┌─ MATERIAL FOR THE TASK

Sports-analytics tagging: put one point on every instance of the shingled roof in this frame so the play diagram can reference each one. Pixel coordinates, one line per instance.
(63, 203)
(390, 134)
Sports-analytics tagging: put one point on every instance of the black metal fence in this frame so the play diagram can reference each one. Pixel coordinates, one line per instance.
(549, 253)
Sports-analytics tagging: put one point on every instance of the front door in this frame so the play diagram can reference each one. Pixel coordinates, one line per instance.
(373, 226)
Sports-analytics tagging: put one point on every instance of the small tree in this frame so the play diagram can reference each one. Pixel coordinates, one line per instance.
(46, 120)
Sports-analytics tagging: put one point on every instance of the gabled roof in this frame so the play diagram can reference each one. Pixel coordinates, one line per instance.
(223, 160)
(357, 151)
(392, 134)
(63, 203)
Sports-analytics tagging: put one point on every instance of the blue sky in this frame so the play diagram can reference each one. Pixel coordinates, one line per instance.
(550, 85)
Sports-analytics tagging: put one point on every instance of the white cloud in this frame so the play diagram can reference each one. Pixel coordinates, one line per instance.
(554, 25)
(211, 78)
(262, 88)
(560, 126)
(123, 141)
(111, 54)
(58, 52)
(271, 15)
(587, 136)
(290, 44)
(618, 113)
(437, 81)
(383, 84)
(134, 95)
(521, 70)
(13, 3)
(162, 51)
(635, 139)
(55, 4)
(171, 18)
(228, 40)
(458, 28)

└─
┌─ MATERIAL FOR THE TASK

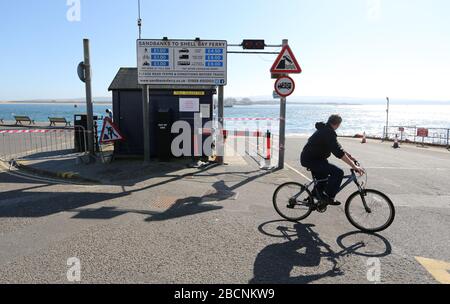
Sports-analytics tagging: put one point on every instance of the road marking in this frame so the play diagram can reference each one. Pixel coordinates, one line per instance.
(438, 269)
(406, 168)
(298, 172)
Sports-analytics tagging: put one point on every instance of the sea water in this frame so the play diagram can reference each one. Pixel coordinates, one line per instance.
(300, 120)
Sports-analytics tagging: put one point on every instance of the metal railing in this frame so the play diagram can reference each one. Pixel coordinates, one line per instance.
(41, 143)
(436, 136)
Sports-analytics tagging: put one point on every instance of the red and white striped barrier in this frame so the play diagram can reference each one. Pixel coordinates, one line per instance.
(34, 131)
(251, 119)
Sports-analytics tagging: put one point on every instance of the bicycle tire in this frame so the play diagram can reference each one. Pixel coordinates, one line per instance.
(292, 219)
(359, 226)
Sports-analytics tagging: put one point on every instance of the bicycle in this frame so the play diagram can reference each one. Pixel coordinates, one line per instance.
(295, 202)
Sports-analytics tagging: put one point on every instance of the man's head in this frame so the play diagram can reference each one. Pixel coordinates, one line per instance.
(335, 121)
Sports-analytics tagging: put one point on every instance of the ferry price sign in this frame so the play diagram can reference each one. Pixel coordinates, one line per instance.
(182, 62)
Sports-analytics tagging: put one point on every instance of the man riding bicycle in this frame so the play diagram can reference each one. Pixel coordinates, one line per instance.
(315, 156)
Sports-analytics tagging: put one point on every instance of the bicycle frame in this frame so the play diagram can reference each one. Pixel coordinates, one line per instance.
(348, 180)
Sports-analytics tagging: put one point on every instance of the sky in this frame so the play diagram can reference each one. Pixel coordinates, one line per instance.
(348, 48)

└─
┌─ MATERIAL FOR THE TASK

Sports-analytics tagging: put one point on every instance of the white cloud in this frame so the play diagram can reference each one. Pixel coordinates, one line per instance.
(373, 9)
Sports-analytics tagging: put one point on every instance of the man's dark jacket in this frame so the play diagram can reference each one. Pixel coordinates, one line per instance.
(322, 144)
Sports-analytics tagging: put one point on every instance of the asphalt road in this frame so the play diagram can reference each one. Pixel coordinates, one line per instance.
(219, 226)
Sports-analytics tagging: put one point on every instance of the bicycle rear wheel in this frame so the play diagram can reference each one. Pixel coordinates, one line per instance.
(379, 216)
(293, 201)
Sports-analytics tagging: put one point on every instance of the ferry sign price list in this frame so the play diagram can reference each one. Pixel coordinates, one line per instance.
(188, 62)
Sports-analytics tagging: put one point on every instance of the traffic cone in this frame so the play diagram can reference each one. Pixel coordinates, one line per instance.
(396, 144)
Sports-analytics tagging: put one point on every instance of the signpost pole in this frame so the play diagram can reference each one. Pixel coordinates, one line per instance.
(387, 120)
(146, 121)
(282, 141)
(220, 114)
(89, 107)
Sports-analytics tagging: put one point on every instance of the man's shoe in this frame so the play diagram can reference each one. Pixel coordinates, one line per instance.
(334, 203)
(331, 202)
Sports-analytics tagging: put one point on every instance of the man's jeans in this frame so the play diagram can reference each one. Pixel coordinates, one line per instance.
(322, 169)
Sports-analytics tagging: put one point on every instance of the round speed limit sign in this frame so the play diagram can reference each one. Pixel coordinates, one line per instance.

└─

● WHAT YOU ARE ASKED TO DO
Retype the entries above exactly, but only from the line containing "the man's jeans" through the line containing "of the round", both included.

● EXERCISE SOLUTION
Sports-analytics tagging: put one point on every instance of the man's jeans in this frame so the play diagram can reference each one. Pixel coordinates, one line per instance.
(322, 169)
Sports-analytics tagging: put one point on every instance of the round speed limit sign in this frame so the play diagram can reference each one. Pixel coordinates, one line per instance.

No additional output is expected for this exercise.